- _TASK DESCRIPTION_: Go to the line in the entries below that holds "Target: ivy-covered wall" and repeat exactly from there through the line that holds "For every instance of the tunnel", inclusive.

BEGIN MATERIAL TO PROCESS

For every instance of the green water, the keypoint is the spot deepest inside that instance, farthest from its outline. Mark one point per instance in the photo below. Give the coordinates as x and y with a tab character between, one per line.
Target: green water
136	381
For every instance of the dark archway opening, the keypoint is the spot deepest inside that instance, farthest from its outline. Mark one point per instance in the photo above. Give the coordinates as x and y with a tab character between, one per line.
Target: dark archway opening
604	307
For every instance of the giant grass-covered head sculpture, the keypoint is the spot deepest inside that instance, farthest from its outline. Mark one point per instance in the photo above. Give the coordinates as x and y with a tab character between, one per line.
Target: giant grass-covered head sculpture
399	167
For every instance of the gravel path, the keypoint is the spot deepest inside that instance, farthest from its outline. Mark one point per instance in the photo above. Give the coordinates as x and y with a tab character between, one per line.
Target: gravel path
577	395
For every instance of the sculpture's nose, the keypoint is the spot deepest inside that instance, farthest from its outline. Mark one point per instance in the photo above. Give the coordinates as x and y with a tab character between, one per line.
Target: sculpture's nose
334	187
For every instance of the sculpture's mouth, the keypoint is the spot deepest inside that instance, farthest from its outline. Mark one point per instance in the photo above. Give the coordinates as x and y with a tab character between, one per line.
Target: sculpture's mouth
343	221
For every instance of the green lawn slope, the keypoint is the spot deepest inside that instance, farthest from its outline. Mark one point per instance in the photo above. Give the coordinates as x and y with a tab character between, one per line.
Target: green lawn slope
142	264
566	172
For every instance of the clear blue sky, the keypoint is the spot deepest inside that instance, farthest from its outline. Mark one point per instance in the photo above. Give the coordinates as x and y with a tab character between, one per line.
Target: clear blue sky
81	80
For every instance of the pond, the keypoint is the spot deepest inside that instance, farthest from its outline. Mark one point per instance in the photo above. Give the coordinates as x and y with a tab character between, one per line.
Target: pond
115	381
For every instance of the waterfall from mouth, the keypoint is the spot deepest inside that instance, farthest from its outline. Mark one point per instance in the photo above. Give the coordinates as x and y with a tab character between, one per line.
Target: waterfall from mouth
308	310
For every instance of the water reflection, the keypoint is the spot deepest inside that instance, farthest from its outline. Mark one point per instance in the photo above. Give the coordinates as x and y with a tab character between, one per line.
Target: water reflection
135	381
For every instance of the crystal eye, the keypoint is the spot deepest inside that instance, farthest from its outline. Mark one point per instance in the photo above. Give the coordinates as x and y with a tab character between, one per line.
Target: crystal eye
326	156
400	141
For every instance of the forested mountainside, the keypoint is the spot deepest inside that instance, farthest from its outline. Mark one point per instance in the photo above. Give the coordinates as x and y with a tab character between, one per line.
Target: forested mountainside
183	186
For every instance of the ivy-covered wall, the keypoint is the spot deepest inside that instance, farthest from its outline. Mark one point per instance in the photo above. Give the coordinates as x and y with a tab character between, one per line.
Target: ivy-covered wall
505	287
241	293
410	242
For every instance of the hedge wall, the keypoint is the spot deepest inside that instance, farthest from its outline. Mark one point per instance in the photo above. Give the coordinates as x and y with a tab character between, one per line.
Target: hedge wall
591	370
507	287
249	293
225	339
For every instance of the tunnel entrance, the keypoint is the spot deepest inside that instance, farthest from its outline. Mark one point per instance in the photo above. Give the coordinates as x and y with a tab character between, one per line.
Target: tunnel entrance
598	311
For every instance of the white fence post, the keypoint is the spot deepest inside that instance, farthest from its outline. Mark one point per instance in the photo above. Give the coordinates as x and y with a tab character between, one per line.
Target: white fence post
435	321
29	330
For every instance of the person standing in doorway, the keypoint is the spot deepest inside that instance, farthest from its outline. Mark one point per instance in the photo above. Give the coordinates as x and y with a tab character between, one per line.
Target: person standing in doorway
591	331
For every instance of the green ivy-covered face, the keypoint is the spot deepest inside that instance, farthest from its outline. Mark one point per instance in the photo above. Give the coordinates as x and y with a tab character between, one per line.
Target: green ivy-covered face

END MATERIAL TO PROCESS

- _TASK SOLUTION_:
Target: ivy-covered wall
505	287
241	293
410	242
For every instance of the hedge wall, the keypoint is the spot deepest inside that instance, farthest from its outline. Mark one point per instance in the photo above. Give the coordinates as x and y with a tab character between, one per line.
Target: hedge wall
591	370
507	287
249	293
225	339
For every instance of the tunnel entrance, the keypoint is the spot deepest inside that instance, farthest from its outline. Mark one point per instance in the photo above. Give the coordinates as x and y with a tab character between, one per line.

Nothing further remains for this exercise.